→ **Task prompt**
An identical copy of the records below is the expected result.
-- Given records follows --
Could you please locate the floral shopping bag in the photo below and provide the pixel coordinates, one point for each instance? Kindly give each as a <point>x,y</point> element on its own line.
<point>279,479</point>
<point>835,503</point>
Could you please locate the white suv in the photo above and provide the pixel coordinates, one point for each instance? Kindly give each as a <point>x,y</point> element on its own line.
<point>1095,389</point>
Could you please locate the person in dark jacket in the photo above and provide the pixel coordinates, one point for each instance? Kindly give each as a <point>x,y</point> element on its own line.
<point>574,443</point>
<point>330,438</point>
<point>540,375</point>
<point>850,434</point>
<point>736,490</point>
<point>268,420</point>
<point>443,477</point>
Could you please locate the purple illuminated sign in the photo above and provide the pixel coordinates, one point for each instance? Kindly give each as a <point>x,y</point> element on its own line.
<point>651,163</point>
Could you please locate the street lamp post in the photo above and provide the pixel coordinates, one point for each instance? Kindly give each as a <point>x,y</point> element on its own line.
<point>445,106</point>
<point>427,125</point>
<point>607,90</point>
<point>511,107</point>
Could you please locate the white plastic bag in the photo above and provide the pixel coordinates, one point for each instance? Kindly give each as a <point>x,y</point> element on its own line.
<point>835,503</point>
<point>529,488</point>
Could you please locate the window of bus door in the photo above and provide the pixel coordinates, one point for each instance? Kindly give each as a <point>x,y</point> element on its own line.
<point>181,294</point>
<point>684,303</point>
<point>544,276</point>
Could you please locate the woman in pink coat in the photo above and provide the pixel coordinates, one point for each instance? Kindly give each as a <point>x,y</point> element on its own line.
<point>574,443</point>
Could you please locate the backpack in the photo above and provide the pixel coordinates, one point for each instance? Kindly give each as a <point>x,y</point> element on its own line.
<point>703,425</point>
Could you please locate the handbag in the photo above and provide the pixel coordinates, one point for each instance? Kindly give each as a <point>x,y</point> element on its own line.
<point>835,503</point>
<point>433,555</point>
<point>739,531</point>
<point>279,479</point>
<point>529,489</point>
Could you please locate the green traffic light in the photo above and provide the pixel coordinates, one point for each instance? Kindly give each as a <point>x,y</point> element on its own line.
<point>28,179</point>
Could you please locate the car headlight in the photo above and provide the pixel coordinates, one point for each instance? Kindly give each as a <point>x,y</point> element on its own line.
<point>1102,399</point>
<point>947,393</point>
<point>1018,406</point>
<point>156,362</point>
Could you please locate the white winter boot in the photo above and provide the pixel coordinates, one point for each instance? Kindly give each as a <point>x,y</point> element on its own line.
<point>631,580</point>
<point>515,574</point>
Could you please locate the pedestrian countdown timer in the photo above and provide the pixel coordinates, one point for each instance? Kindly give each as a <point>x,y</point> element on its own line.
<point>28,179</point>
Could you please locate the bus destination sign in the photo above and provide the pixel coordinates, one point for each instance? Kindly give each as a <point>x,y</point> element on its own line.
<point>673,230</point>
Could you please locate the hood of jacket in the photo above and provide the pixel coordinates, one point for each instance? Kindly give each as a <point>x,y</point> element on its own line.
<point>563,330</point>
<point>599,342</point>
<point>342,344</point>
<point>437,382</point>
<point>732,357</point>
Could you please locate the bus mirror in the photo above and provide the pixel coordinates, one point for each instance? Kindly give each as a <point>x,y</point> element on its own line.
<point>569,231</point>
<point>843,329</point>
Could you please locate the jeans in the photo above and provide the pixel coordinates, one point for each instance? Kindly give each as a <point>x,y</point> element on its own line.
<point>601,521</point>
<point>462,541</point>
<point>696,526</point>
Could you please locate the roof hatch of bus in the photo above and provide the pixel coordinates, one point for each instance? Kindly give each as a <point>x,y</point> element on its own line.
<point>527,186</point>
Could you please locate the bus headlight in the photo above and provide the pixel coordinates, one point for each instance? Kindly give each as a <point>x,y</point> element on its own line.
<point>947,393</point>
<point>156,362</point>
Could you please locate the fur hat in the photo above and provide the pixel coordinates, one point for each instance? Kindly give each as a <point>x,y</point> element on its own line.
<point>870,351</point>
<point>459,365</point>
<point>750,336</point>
-- Given records concluded --
→ **Your solution**
Could you please locate the floral shopping bag in the photo below and provide the pixel coordinates, one point for each instance? Kindly give each as a <point>x,y</point> element on its own line.
<point>279,479</point>
<point>835,503</point>
Could you please locate the white suv in the photo above and provide the pixel coordinates, one point for each instance? Kindly give each as a <point>x,y</point> element on its own line.
<point>1095,389</point>
Could you please locate the person in dark jacket in the photo above and provide the pixel coordinates, one point for each instance? Kindly give each as a <point>x,y</point> element on its own line.
<point>574,443</point>
<point>330,438</point>
<point>540,375</point>
<point>850,434</point>
<point>736,490</point>
<point>268,420</point>
<point>443,477</point>
Could you please locate the purple illuminated sign in the photo above and provide the pixel coordinates, one point for each instance? Kindly give each as a <point>x,y</point> element on its own line.
<point>651,163</point>
Could you please locate the street lamp post in the photo above and provide the pixel coordinates, one point for each instance? Kindly give each as a <point>x,y</point> element on its own line.
<point>445,106</point>
<point>427,125</point>
<point>607,90</point>
<point>511,107</point>
Could you please locate the white plastic bag in the photo above and provide the pixel coordinates, one point for each instance? Kindly give each as a <point>x,y</point> element on its own line.
<point>835,503</point>
<point>529,488</point>
Could you please locate the window of bus door in the photo above and provide the pixel coordinates, one point for each instance? Kindly give each as a <point>x,y</point> element on its own line.
<point>181,294</point>
<point>684,303</point>
<point>544,276</point>
Could you please locate the woman in pink coat in the photo above and provide the pixel coordinates, one point for each instance? Kindly give each as a <point>x,y</point> element on its own line.
<point>574,443</point>
Could you please locate the backpack in the photo above and provide the pixel coordinates, one point for each instance? Kindly give each as a <point>x,y</point> element on its own line.
<point>703,425</point>
Could you please locate the handbag in the photo above and provide the pixel coordinates, one point for each instance? Kindly give each as a <point>x,y</point> element on its own line.
<point>835,503</point>
<point>433,555</point>
<point>739,531</point>
<point>279,479</point>
<point>529,489</point>
Could you please locate the green traffic light in the photo above and provide the pixel coordinates, one point for each instance? Kindly give each as a <point>x,y</point> element on its own line.
<point>28,179</point>
Could you please locate the car headlight in the photo above and provide the pixel coordinates, one point for each instance? Kindly give each as a <point>x,y</point> element on its own line.
<point>1102,399</point>
<point>947,393</point>
<point>1018,406</point>
<point>156,362</point>
Could you please locate the white winter boot in the photo above and provide the pixel coordinates, one point for each instance? Kindly give each as a <point>x,y</point> element on its own line.
<point>631,580</point>
<point>515,574</point>
Could you please locate the pedestrian countdown timer in the photo above and provide the pixel coordinates, one point for each instance? Kindly give each as a <point>x,y</point> element on its own line.
<point>28,179</point>
Could you please locate the bus destination sign in the photo above and provide the pixel coordinates, one point for each instance? Kindly give each as a <point>x,y</point> element on its own line.
<point>673,230</point>
Could you please locate the hood of jacket in the photo above and provide the pixel coordinates, one point for each instance? Kindly give each as a <point>x,y</point> element on its own line.
<point>563,330</point>
<point>599,342</point>
<point>342,344</point>
<point>437,382</point>
<point>732,357</point>
Could you please locate the bus mirror in the photo above and provide the pixel coordinates, one point for each instance? Kindly give each as a <point>x,y</point> element on its own line.
<point>569,231</point>
<point>843,329</point>
Could you please locate the jeans in the photo above and provide the pixel coordinates, one point for each instance? Kindly give each as a <point>x,y</point> element on its own line.
<point>601,521</point>
<point>462,541</point>
<point>696,526</point>
Could you please locate the roof hatch of bus in the photo above and provide the pixel coordinates, one point for each instance? Kindly give each as a <point>x,y</point> element on its own line.
<point>527,186</point>
Could you please locate the bus headlight in the photo above and provide the pixel coordinates, one point for each instance? Kindly give each as a <point>x,y</point> element on its own line.
<point>947,393</point>
<point>156,362</point>
Could you please locate the fur hat in the photo above and provide the pixel coordinates, one point for each instance? Kindly give each as a <point>x,y</point> element on its own line.
<point>870,351</point>
<point>459,365</point>
<point>750,336</point>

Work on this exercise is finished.